### QUÉ HACER
1 > En el texto sobre el antisemitismo, ¿por qué la Iglesia Católica encabezó el antisemitismo religioso desde la Crucifixión hasta el siglo XIII? Responde en una a tres oraciones.
2 > Sigue escribiendo el texto sobre el antisemitismo a partir de su última oración.

### FRAGMENTO DEL TEXTO
+--

El antisemitismo ha pasado por cuatro momentos históricos claramente definidos.
Desde la Crucifixión hasta el siglo XIII, el antisemitismo fue religioso, con la incipiente Iglesia Católica a la cabeza para evitar perder injerencia en los asuntos públicos.
Entre el siglo XIII y el XVII, el antisemitismo fue teológico y, además, económico. A los judíos se les censuró participar de diferentes actividades y se los culpó de enfermedades. Fueron los años en que se instaló la idea de judíos avaros y cobardes, adoradores del dinero. En nombre de esos argumentos, se llevaron adelante matanzas y expulsiones de varios países.
Desde ese momento y hasta 1945, con el auge de los nacionalismos, el antisemitismo fue racial. Tuvo tu pico más alto durante la Segunda Guerra Mundial, donde seis millones de judíos fueron asesinados por el régimen nazi, más del 60% de la población que existía en Europa.
Desde la creación del Estado de Israel, el antisemitismo tiene características nacionales. Por eso se lo maquilla bajo la idea de antisionismo.
Por estas horas, ese odio se está convirtiendo en una ola y en una pesadilla. Y está vinculado directamente con las palabras del pastor luterano Martin Niemöller y su discurso en la década del veinte “Primero vinieron por…”.
Lo que está en juego es la cultura occidental y las repúblicas democráticas. Las manifestaciones en las principales ciudades de Europa y en los Campus de las universidades de Estados Unidos, pidiendo lisa y llanamente la muerte de los judíos, pintar sus casas y sus comercios (remembranza de la Alemania nazi) y profesar los deseos de instalar teocracias en los países más libres del mundo, deja en claro que para movimientos como Hamás (financiados por los regímenes iraní y qatarí), Israel el solo el principio. Y el llamado a la Guerra Santa es global.

+--

Datos guardados
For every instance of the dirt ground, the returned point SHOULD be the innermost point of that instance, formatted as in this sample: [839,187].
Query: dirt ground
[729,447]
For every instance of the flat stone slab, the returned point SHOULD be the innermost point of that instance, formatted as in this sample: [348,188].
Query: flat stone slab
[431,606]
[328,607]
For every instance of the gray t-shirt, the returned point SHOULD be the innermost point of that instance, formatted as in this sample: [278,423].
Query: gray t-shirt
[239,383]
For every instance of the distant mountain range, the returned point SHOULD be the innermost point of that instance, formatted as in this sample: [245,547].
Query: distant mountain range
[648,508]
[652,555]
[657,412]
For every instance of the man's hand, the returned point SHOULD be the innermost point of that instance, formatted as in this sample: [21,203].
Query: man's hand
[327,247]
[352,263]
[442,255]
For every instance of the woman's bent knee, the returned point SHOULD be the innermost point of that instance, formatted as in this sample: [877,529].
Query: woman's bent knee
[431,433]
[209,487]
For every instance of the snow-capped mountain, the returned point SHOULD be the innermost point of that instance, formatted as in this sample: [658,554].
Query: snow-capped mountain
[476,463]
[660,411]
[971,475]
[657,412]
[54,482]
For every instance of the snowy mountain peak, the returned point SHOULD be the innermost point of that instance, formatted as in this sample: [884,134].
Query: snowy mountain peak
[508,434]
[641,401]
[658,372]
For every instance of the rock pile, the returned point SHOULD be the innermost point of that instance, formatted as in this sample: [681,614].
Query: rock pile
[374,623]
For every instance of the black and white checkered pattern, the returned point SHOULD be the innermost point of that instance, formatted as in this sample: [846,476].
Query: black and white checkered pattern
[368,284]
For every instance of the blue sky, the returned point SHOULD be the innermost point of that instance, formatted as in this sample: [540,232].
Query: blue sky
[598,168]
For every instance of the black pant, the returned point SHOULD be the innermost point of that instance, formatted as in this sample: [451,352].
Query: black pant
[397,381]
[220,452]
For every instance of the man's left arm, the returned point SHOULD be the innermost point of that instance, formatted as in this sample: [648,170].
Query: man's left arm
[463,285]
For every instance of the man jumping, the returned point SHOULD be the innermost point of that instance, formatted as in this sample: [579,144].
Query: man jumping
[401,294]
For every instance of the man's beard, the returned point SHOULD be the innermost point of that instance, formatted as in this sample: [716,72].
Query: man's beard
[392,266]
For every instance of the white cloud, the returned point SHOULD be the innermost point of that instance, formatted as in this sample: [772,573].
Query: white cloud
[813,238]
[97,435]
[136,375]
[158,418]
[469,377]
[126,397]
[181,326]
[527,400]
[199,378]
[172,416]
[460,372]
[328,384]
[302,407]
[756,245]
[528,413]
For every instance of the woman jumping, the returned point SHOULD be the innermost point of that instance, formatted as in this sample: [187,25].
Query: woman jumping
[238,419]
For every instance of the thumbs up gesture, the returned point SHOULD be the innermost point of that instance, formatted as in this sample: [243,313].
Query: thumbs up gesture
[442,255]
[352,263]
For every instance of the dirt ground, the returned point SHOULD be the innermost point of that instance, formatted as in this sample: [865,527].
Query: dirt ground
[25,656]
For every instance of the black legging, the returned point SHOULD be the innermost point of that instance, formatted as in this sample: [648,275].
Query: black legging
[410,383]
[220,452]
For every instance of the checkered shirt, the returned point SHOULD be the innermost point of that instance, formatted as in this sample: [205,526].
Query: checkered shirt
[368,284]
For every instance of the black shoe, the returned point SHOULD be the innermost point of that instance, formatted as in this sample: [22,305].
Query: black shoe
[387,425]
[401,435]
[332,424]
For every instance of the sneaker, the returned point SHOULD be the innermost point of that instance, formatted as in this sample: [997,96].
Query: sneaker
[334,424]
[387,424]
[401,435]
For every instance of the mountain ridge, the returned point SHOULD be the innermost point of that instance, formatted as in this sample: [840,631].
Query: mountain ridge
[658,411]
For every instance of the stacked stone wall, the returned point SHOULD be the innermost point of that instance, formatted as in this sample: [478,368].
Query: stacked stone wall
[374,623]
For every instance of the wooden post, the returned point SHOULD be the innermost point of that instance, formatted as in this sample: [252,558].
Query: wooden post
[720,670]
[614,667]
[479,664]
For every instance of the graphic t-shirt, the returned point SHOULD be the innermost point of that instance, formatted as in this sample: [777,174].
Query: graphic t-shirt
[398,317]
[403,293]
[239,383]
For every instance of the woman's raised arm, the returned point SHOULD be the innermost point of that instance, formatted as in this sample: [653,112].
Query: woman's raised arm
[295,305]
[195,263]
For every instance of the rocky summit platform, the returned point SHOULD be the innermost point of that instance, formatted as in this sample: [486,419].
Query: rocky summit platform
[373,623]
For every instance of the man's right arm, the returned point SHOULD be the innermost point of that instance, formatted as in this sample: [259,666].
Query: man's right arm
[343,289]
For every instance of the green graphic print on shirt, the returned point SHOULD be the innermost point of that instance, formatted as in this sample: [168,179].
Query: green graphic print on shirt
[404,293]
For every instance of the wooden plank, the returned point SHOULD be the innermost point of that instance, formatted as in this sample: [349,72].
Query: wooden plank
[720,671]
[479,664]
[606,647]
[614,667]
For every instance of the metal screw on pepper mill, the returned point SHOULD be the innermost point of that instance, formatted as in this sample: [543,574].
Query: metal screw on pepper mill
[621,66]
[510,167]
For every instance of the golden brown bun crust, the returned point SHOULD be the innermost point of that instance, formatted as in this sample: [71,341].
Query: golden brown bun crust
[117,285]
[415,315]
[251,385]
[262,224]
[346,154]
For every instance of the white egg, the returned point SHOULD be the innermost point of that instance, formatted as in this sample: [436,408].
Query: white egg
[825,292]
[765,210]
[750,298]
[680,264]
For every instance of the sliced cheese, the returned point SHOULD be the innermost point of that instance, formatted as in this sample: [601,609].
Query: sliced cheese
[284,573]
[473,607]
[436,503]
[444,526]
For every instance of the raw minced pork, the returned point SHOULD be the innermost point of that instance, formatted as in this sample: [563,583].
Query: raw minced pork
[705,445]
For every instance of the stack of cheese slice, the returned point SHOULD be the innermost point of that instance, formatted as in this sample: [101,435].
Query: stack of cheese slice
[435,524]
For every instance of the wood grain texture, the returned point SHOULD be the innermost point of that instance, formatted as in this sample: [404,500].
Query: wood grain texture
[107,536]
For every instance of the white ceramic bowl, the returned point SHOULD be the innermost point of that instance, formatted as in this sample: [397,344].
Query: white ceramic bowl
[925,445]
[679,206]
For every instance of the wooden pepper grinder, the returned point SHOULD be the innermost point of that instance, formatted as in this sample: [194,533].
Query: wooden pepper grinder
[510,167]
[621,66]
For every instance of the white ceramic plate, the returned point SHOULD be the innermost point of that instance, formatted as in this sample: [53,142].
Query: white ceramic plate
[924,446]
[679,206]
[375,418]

+--

### RESPUESTAS
1 > Según el texto, la incipiente Iglesia Católica encabezó el antisemitismo religioso para evitar perder injerencia en los asuntos públicos.

2 >
El problema es de todos. Pensar que es un tema de los judíos es, además de inhumano, ingenuo. Ser complaciente, no comprometerse desde cada lugar, desde los diferentes roles sociales, o darle a un movimiento terrorista el mismo estatus que a un país soberano es saciar la sed de sangre del fundamentalismo. Pasó apenas hace unos días: Hamás anunció que un bombardeo israelí había destruido un hospital y matado a 500 personas. Los medios occidentales se hicieron eco de la información suministrada por Hamás. Cuando salió el sol, el bombardeo había sido propio (un cohete que falló), no había sido en el hospital y la cantidad de víctimas no estaba clara, pero no superaba el diez por ciento de la cifra original. Pocos rectificaron. ¿Cómo le vas a creer a Hamás?
Doña Margot solía asustarse cuando veía a alguno de sus nietos con un dije de la Estrella de David colgando. A pesar de escapar de la persecución en Alemania en la década del ’30 y de haber recalado en Argentina, seguía con ese temor. “No hay que mostrar”, decía, porque a pesar del paso de los años, el pánico seguía intacto. La oma (abuela en alemán) estaba equivocada. No hay que esconderse. Hay que levantar la voz. Si los buenos no reaccionan, siempre ganan los malos. Y eso no puede pasar más. Nunca más. Y nunca más es ahora.